>> start Records to process
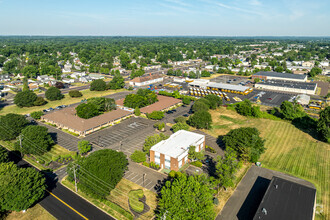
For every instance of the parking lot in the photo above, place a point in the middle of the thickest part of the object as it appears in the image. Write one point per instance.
(127, 136)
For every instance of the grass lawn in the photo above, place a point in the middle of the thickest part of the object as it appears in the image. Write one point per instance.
(289, 150)
(120, 197)
(37, 212)
(67, 100)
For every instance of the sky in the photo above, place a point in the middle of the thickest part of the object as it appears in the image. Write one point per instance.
(165, 17)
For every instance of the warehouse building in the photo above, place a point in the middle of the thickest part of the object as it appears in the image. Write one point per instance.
(223, 87)
(262, 75)
(172, 153)
(286, 86)
(287, 200)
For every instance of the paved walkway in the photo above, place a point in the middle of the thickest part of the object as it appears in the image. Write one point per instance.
(250, 191)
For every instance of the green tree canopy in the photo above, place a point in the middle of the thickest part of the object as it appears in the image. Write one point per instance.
(100, 172)
(200, 119)
(246, 142)
(187, 197)
(323, 124)
(20, 188)
(35, 140)
(87, 110)
(98, 85)
(53, 94)
(11, 126)
(25, 99)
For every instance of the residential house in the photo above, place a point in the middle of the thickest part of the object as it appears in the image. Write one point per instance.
(172, 153)
(95, 76)
(5, 77)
>> end Records to process
### Objective
Above are the records; reproduce them exactly and leave out the pictures.

### Answer
For every instance of the parking lot in the photo above, place a point in the middle of the thickest part of the object as it appears in the image. Write one point per instance.
(127, 136)
For every instance of the grass lawn in the photo above, place a point in the middle of the thickest part of the object as it appears in the image. Write one point per instance.
(289, 150)
(120, 197)
(37, 212)
(67, 100)
For every instance of the sky in the photo above, place a point in the middle of the thickest part of the object as it appears in the image. Write one point per instance.
(165, 17)
For every instance of the warehouse building in the photo above, place a point in the middle of the thickest part of the object as it appears in the image. Write one point per instance.
(223, 87)
(262, 75)
(172, 153)
(286, 86)
(287, 200)
For every instance of the paved walkway in the photo above, place a point in the middle of the thickest part of the object as it appears in the image. Write one point per instance.
(250, 191)
For every instance of the green tree canopy in the photo above, place a point in the middle of the thickest part of the object as it appears in the image. Write one point per instance.
(100, 172)
(200, 119)
(246, 142)
(187, 197)
(323, 124)
(20, 188)
(35, 140)
(87, 110)
(98, 85)
(53, 94)
(11, 126)
(25, 99)
For every instance of the residential house in the photo above, place a point in the middle of the thickest part of the object as it appears in the image. Write one point per instance.
(172, 153)
(95, 76)
(5, 77)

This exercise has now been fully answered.